As a digital agency, when optimising your clients e-commerce sites, achieving transactional excellence isn’t just a ‘nice to have’ it’s a necessity when considering what a successful business looks like in 2024.

In this blog post we’ll be uncovering the details of transactional excellence and we’ll take a dive into how your agency can create water tight strategies to optimise your clients e-commerce sites, and achieve the high level performance they deserve.

Understanding Client Needs

Speak to your clients

The first step on the road to transactional excellence is to understand your clients needs. You need to have an in depth grasp of what the business goals and objectives are and who their target audience is.

Without this information your strategy won’t have a leg to stand on and the actions you take for your client won’t have a measurable aim. How will you know when you’ve got there if you don’t know where you’re going to begin with?

Uncover what your client wants to achieve in the long and short term, and use those objectives as your drivers towards attaining transactional excellence.

Data:
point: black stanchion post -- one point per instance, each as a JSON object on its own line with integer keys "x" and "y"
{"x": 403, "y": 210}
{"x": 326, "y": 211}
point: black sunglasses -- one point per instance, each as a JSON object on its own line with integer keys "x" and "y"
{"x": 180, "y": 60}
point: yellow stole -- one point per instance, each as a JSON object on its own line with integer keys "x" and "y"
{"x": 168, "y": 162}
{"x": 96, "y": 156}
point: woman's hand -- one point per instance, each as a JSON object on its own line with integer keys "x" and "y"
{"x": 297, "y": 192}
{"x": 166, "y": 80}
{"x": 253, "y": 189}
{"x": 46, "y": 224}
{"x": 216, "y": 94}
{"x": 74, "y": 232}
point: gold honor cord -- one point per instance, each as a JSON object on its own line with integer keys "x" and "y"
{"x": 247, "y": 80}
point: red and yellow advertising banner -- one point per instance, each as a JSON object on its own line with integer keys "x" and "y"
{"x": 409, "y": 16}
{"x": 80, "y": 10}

What to do: Type out the full blog excerpt on transactional excellence above, word for word.

Answer to this task:
As a digital agency, when optimising your clients e-commerce sites, achieving transactional excellence isn’t just a ‘nice to have’ it’s a necessity when considering what a successful business looks like in 2024.

In this blog post we’ll be uncovering the details of transactional excellence and we’ll take a dive into how your agency can create water tight strategies to optimise your clients e-commerce sites, and achieve the high level performance they deserve.

Understanding Client Needs

Speak to your clients

The first step on the road to transactional excellence is to understand your clients needs. You need to have an in depth grasp of what the business goals and objectives are and who their target audience is.

Without this information your strategy won’t have a leg to stand on and the actions you take for your client won’t have a measurable aim. How will you know when you’ve got there if you don’t know where you’re going to begin with?

Uncover what your client wants to achieve in the long and short term, and use those objectives as your drivers towards attaining transactional excellence.